[Image region labeling entries]
>>>>>
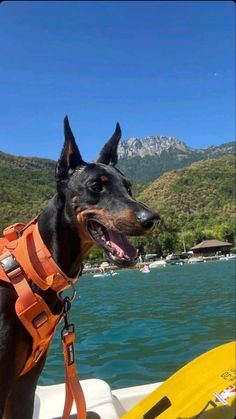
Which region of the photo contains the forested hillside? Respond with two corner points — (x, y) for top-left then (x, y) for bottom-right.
(0, 153), (235, 255)
(134, 156), (235, 254)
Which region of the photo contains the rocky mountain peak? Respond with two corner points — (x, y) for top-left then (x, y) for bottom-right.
(118, 136), (188, 158)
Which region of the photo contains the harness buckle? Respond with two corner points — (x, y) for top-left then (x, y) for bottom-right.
(61, 297), (75, 340)
(0, 253), (21, 277)
(3, 223), (25, 242)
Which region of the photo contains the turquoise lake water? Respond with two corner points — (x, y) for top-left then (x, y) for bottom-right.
(39, 260), (235, 388)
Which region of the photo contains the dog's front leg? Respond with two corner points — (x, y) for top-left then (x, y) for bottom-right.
(3, 354), (46, 419)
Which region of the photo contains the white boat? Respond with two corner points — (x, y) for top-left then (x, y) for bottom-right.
(140, 265), (150, 274)
(33, 379), (161, 419)
(33, 341), (236, 419)
(149, 260), (166, 269)
(219, 254), (236, 260)
(188, 256), (206, 264)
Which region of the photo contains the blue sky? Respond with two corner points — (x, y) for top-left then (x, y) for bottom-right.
(0, 1), (235, 161)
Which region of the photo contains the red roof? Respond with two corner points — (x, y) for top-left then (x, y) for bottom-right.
(191, 240), (233, 250)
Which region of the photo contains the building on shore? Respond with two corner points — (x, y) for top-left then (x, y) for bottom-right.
(190, 240), (233, 257)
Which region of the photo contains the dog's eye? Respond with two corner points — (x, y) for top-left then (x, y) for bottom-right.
(90, 182), (103, 192)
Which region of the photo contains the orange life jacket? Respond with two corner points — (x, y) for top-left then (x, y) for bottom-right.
(0, 218), (79, 375)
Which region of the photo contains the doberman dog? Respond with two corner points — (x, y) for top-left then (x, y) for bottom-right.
(0, 117), (159, 419)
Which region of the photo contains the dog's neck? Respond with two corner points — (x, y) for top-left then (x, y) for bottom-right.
(38, 194), (82, 278)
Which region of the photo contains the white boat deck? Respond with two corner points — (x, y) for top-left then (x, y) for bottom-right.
(33, 379), (161, 419)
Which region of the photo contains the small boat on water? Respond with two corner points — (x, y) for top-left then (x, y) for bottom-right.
(140, 265), (150, 274)
(33, 342), (236, 419)
(149, 260), (166, 269)
(93, 271), (120, 278)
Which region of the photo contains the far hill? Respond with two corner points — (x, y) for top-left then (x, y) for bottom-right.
(0, 149), (235, 254)
(0, 152), (55, 233)
(138, 156), (235, 256)
(118, 136), (235, 184)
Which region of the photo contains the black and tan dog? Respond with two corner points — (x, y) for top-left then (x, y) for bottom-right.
(0, 117), (159, 419)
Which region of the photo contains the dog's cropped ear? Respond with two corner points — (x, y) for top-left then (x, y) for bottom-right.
(97, 122), (121, 166)
(56, 116), (86, 179)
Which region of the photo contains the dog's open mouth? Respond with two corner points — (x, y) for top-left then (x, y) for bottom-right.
(88, 220), (137, 266)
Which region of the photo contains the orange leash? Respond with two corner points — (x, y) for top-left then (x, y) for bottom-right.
(0, 218), (86, 419)
(61, 297), (86, 419)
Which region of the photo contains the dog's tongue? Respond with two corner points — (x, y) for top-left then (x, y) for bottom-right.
(107, 230), (137, 259)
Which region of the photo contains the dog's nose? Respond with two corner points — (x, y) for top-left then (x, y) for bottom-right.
(138, 209), (160, 231)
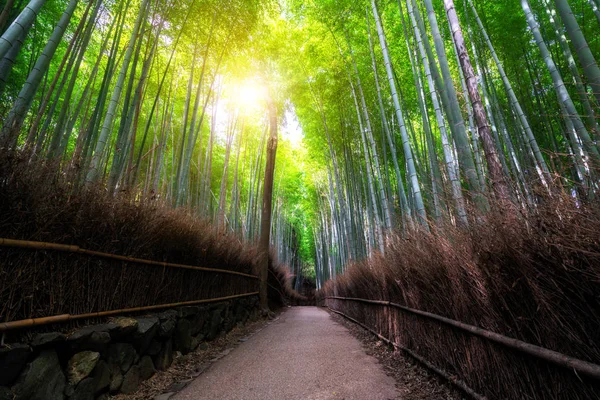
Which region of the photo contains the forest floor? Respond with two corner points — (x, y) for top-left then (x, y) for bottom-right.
(116, 307), (461, 400)
(111, 314), (279, 400)
(329, 312), (464, 400)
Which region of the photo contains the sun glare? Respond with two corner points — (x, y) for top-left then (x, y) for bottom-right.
(233, 81), (266, 112)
<<<<<
▸ WHAT TO WORK ON: Render every line of the entries above as a Markdown table with the columns "Row" and "Line," numbering the rows and skipping blank lines. Leave the pictures out of the table.

▸ COMPLETE OUTPUT:
| Row | Line |
|---|---|
| 1 | Which region of the photo contains the forested hillside? Respond with two corner points — (x, y) for top-left then (x, y) for bottom-right. |
| 2 | (0, 153), (235, 255) |
| 3 | (134, 156), (235, 254) |
| 4 | Which region of the photo contains the rocky mountain peak? Respond with two corner points — (x, y) for top-left then (x, y) for bottom-right. |
| 5 | (118, 136), (188, 158) |
| 6 | Which region of the photo contains the harness buckle? Respond with two corner points — (x, y) for top-left then (x, y) for bottom-right. |
| 7 | (61, 297), (75, 340) |
| 8 | (0, 253), (21, 277) |
| 9 | (3, 223), (25, 242) |
| 10 | Which region of the photo contains the turquoise lake water? Respond with two corner points — (x, y) for top-left then (x, y) for bottom-right. |
| 11 | (39, 260), (235, 388) |
| 12 | Which region of the photo contains the dog's front leg? Respond with two corner points — (x, y) for top-left then (x, y) for bottom-right. |
| 13 | (3, 354), (46, 419) |
| 14 | Which region of the photo contains the white boat? Respond with two corner points — (x, y) for top-left then (x, y) for bottom-right. |
| 15 | (140, 265), (150, 274) |
| 16 | (33, 379), (161, 419) |
| 17 | (33, 341), (236, 419) |
| 18 | (149, 260), (166, 269) |
| 19 | (219, 254), (236, 260) |
| 20 | (188, 256), (206, 264) |
| 21 | Which region of the photo contains the blue sky? Respond with two corner points — (x, y) for top-left then (x, y) for bottom-right. |
| 22 | (0, 1), (235, 161) |
| 23 | Which region of the photo contains the red roof? Respond with two corner points — (x, y) for top-left then (x, y) for bottom-right. |
| 24 | (191, 240), (233, 250) |
| 25 | Which region of the photo contains the building on shore? Respond with two corner points — (x, y) for top-left then (x, y) for bottom-right. |
| 26 | (190, 240), (233, 257) |
| 27 | Which region of the photo contains the dog's eye? Respond with two corner points — (x, y) for top-left then (x, y) for bottom-right. |
| 28 | (90, 182), (103, 192) |
| 29 | Which region of the photo contains the orange life jacket? Respond with two corner points — (x, y) for top-left then (x, y) for bottom-right. |
| 30 | (0, 218), (79, 375) |
| 31 | Which region of the photo contains the doberman dog? Respond with two corner points — (x, y) for top-left then (x, y) for bottom-right. |
| 32 | (0, 117), (159, 419) |
| 33 | Which region of the photo contains the dog's neck? Respond with two corner points — (x, y) for top-left then (x, y) for bottom-right. |
| 34 | (38, 194), (82, 278) |
| 35 | Which region of the photo contains the white boat deck? Respond with two corner points — (x, y) for top-left then (x, y) for bottom-right. |
| 36 | (33, 379), (161, 419) |
| 37 | Which region of the photo contains the small boat on water? Respond with two corner points — (x, y) for top-left then (x, y) for bottom-right. |
| 38 | (140, 265), (150, 274) |
| 39 | (33, 342), (236, 419) |
| 40 | (149, 260), (166, 269) |
| 41 | (93, 271), (120, 278) |
| 42 | Which region of the photo contains the far hill? Respond with two corner points — (x, y) for top-left then (x, y) for bottom-right. |
| 43 | (0, 149), (235, 254) |
| 44 | (0, 152), (55, 233) |
| 45 | (138, 156), (235, 256) |
| 46 | (118, 136), (235, 184) |
| 47 | Which region of the photo contains the black and tan dog? Respond with two corner points — (x, y) for top-left then (x, y) for bottom-right. |
| 48 | (0, 117), (159, 419) |
| 49 | Which region of the photo contains the dog's cropped ear? Respond with two corner points — (x, y) for top-left then (x, y) for bottom-right. |
| 50 | (97, 122), (121, 166) |
| 51 | (56, 116), (86, 179) |
| 52 | Which region of the photo contains the dog's open mouth? Respond with two corner points — (x, y) for top-left then (x, y) for bottom-right. |
| 53 | (88, 220), (137, 266) |
| 54 | Which region of the photo contains the orange leash? Respond with two corner points — (x, y) for top-left then (x, y) for bottom-right. |
| 55 | (0, 218), (86, 419) |
| 56 | (61, 297), (86, 419) |
| 57 | Which region of the photo contains the dog's tongue? Respond with two corner points — (x, y) for top-left then (x, y) for bottom-right. |
| 58 | (107, 230), (137, 259) |
| 59 | Which region of the photo contains the dog's nose? Respond with two corner points — (x, y) for top-left then (x, y) for bottom-right. |
| 60 | (138, 209), (160, 231) |
| 61 | Which region of the photo contains the forest floor? Respond with two corner points — (x, y) for top-left then (x, y) for bottom-right. |
| 62 | (116, 307), (461, 400) |
| 63 | (111, 314), (279, 400) |
| 64 | (329, 312), (464, 400) |
| 65 | Which region of the photo contains the sun glare? Respond with two corner points — (x, y) for top-left then (x, y) for bottom-right. |
| 66 | (233, 81), (266, 112) |